• **To-do list**
1. In the essay on losing the knack for writing, rewrite everything from "I used to be able to write. I’ve" down to "of my position.", putting "prizes" in place of "awards".
2. Decide whether each statement agrees with the essay on losing the knack for writing. Answer yes or no, and quote the words that settle it. (a) The author has published fiction. (b) Writing is a job requirement of the author's current position. (c) The author rarely uses the preview button.

I used to be able to write.

I used to be able to write. I’ve published both fiction and technical nonfiction. I’ve won awards for writing. Heck, I got my current job in large part because I was reasonably adept at converting Engineerese into written People-Speak, even though that’s not a job requirement of my position.

My co-workers still ask me questions daily about grammar, spelling, word use, general writing skills, or for examples of rare uses such as “affect” as a noun or “effect” as a verb. These co-workers are unaware of my shameful, insidious secret: suddenly, I suck at English. (Well, gradually I’ve come to suck at it, but that doesn’t scan as well. (Of course, neither does long parenthetical sections, but that’s the whole point: I’m bad at this!))

I swear by Og and the passing Mods that I know what the preview button does. I use it religiously. But still, either errors are forming in the ether while my work is being transmitted, the hamsters are poor at transcribing, or else I am making third-grade errors in nearly every post.

Go ahead. I challenge you to read any of my posts and not find a typo, or two, or three! I dare you!

Bletch.

I blame Microsoft. Not only is Microsoft a pretty safe target to blame for everything from terrorism to the heartbreak of psoriasis, but they make Microsoft Word. Or bought it, or something.

Word underlines my mistakes, like an ever-vigilant English teacher standing over my shoulder ready to strike my fingers with a red wavy ruler if I should misspell “psoriasis.” It stalks my run-on and sentence fragments from its cool green wavy sea.

It used to be that I had to catch mistakes myself. I didn’t knowingly stop using this skill, but it apparently atrophied as my spelling neurons realized that the red wavy thing was doing their job for them. The spelling neurons are presently being used to store ancient advertising slogans in case they’re needed for a joke that half the people reading this will be too young to understand anyway.

• **Entries**
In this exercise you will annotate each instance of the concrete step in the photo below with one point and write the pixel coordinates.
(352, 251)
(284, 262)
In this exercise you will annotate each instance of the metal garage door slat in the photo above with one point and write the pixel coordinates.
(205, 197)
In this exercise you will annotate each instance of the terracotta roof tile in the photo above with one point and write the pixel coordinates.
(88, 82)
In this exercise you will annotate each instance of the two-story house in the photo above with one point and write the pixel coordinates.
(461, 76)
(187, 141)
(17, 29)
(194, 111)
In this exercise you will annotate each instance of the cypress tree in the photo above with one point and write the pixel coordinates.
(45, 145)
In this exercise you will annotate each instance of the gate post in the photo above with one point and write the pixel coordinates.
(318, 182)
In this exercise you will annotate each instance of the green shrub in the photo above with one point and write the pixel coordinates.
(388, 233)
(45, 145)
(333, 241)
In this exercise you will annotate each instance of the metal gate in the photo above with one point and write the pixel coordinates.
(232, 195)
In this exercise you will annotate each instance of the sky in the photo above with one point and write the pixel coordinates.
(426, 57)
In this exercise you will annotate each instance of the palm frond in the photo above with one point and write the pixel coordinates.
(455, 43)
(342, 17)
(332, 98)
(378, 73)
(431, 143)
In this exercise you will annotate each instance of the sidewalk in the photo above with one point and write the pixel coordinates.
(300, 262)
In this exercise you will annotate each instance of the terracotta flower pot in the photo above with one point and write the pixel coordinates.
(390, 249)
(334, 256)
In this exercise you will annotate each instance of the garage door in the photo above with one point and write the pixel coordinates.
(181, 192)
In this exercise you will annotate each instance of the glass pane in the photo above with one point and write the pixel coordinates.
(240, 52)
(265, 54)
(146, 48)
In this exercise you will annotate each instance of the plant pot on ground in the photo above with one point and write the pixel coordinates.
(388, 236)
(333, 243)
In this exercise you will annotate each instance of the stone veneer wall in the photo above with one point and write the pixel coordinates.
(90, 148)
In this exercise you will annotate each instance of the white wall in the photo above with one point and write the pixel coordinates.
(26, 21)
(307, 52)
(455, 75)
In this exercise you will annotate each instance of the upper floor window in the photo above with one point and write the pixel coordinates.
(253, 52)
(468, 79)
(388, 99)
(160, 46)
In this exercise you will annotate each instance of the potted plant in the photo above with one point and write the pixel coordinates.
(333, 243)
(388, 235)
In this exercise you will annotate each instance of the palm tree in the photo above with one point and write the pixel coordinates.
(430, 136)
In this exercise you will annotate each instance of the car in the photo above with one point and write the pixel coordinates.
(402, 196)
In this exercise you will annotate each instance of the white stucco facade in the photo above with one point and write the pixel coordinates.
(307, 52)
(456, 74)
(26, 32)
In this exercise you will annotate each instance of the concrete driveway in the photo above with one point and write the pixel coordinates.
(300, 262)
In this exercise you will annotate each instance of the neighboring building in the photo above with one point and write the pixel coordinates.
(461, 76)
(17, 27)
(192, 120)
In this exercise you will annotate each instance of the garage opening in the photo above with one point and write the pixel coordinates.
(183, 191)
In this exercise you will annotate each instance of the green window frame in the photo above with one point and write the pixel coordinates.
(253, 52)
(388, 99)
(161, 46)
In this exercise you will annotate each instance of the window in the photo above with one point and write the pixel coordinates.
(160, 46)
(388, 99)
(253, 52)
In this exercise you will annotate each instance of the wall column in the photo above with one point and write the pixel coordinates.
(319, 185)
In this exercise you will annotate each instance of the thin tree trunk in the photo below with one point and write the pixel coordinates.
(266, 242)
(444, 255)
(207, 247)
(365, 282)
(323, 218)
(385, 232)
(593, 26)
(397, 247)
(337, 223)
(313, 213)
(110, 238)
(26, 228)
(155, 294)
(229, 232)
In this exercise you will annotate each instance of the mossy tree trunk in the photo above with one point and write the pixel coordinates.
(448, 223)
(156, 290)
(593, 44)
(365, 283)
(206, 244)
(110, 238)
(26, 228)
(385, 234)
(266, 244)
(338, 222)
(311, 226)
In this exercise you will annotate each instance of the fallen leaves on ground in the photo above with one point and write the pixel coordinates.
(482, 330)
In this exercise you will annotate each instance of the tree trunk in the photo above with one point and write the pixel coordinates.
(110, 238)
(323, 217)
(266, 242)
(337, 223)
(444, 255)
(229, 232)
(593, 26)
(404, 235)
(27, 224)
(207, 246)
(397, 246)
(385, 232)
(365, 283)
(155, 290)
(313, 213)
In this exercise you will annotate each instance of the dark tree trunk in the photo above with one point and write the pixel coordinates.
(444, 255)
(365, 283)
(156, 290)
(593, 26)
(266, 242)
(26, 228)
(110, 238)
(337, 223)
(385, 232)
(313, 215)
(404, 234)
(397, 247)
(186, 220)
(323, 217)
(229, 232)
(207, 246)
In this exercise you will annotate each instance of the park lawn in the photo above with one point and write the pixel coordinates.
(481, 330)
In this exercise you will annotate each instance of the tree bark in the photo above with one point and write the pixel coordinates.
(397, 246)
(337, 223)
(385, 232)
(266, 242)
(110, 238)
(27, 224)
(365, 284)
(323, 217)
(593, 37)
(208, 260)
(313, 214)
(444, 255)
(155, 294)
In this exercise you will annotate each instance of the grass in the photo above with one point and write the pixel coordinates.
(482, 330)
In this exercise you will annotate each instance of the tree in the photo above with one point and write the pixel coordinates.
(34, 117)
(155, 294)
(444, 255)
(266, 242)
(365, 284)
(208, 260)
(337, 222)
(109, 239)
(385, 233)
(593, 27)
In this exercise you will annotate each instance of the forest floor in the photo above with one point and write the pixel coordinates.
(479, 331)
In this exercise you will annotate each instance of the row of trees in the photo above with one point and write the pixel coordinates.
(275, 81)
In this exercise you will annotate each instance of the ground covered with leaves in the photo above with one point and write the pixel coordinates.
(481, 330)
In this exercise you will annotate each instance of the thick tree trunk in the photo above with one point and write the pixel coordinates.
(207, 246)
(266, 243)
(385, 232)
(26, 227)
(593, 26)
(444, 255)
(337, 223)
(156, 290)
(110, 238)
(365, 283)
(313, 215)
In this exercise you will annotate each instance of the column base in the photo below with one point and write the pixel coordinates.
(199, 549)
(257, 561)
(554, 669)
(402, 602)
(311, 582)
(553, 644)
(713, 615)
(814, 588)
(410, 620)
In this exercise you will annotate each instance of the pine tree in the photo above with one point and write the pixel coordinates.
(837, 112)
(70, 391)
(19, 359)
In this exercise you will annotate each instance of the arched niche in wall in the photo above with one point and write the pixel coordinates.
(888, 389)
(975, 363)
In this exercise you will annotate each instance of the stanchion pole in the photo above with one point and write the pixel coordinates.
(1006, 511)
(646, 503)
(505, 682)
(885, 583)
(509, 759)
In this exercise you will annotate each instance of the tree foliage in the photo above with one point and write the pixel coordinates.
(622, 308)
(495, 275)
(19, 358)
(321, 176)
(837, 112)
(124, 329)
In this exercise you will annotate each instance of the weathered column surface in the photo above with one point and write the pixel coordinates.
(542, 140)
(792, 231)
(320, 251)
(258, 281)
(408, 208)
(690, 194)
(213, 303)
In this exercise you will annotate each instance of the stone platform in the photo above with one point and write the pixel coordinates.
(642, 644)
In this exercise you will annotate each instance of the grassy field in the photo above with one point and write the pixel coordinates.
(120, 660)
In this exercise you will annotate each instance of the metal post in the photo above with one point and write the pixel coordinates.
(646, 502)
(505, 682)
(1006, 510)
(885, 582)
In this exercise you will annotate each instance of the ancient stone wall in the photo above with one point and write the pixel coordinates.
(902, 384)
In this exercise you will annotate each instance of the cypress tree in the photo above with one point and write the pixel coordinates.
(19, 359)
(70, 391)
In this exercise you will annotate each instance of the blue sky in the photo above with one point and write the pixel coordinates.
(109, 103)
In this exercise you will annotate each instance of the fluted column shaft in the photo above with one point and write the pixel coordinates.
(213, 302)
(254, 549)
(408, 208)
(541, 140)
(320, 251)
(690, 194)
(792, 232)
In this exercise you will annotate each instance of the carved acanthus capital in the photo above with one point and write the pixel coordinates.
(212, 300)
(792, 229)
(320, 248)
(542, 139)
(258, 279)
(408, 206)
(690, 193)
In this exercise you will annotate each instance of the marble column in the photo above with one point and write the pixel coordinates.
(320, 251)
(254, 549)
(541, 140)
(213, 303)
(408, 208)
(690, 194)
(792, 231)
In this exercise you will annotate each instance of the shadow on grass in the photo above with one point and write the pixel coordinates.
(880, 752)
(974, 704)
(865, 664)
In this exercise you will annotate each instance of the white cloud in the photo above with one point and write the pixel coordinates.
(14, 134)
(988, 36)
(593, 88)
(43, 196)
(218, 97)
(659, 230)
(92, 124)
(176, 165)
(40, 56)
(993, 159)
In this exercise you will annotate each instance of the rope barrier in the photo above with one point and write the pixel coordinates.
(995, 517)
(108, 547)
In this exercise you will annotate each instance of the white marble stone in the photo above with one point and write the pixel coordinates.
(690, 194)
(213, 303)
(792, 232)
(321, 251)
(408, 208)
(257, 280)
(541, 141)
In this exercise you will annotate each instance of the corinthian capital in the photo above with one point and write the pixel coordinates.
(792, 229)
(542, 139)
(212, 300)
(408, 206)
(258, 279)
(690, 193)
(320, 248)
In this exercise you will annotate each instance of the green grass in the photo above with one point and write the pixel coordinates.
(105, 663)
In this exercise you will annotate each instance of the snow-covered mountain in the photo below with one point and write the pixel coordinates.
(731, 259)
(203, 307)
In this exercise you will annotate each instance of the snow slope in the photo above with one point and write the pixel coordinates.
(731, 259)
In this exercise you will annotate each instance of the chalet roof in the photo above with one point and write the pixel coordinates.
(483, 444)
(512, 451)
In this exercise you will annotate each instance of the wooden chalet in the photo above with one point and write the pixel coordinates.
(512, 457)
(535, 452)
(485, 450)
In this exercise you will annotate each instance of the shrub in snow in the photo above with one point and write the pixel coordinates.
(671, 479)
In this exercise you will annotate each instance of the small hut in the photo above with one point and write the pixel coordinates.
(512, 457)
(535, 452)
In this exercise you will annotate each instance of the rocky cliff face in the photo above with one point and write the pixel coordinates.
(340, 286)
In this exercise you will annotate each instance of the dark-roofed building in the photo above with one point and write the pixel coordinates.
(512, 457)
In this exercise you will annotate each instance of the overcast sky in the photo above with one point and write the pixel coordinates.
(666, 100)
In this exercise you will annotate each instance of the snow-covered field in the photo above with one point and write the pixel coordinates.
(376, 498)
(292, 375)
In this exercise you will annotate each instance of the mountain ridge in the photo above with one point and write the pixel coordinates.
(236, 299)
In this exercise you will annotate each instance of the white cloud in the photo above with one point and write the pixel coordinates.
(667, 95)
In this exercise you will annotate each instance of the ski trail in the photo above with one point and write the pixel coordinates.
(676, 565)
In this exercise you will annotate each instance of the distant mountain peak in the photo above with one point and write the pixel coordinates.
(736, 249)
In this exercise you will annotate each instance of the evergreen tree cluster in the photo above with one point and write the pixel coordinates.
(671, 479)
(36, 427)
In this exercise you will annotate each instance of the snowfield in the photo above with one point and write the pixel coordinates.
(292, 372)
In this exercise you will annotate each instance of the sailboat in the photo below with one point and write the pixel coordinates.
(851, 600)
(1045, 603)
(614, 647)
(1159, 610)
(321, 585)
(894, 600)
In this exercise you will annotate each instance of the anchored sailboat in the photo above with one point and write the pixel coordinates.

• **Written answers**
1.
I used to be able to write. I’ve published both fiction and technical nonfiction. I’ve won prizes for writing. Heck, I got my current job in large part because I was reasonably adept at converting Engineerese into written People-Speak, even though that’s not a job requirement of my position.

2.
(a) Yes: "I’ve published both fiction and technical nonfiction."
(b) No: "even though that’s not a job requirement of my position."
(c) No: "I use it religiously."